List every line in the records below that contains the word "fence", copying each such line in full.
★ ★ ★
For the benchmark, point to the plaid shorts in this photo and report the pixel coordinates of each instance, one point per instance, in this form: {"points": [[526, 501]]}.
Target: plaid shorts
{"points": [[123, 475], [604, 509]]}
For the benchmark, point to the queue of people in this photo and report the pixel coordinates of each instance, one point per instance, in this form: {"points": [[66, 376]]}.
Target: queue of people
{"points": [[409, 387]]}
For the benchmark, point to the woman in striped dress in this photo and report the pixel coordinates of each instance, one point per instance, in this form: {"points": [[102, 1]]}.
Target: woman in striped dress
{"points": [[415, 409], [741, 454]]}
★ ★ ★
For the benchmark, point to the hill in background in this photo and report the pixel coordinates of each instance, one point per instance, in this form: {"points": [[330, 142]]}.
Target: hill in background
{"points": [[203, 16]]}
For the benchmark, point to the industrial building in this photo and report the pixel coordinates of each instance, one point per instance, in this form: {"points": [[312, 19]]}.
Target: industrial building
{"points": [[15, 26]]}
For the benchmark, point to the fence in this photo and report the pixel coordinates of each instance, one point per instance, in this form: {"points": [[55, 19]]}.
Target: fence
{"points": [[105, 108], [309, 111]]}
★ ★ ★
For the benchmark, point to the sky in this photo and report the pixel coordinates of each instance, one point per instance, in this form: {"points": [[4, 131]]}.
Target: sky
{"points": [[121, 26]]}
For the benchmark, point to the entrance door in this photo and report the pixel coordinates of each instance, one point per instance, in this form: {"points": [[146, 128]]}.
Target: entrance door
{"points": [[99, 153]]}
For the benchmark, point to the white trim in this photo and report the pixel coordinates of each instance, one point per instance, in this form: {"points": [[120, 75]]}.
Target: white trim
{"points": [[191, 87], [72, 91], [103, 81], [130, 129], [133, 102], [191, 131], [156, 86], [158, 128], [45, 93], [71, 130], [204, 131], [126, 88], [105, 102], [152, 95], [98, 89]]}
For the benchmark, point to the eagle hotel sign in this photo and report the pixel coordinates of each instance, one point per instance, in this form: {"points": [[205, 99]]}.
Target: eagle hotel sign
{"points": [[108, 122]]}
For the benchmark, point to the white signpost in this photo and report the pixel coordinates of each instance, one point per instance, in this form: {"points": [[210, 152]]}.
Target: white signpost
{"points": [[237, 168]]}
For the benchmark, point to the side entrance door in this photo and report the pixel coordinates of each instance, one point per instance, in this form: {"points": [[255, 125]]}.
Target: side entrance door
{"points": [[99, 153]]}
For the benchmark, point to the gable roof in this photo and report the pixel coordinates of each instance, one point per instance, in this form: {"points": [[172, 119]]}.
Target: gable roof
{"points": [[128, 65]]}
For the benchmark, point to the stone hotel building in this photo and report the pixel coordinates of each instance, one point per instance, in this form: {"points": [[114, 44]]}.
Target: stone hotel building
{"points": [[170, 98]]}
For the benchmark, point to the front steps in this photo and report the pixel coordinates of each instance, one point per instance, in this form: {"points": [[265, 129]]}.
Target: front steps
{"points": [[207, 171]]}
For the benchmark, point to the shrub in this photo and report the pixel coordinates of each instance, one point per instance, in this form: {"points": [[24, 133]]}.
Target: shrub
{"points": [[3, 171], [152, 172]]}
★ ★ ★
_Response for this exercise:_
For the benchmark, point to the fence in this photo and report the pixel coordinates of each instance, one point per instance, in this form: {"points": [[55, 19]]}.
Target: fence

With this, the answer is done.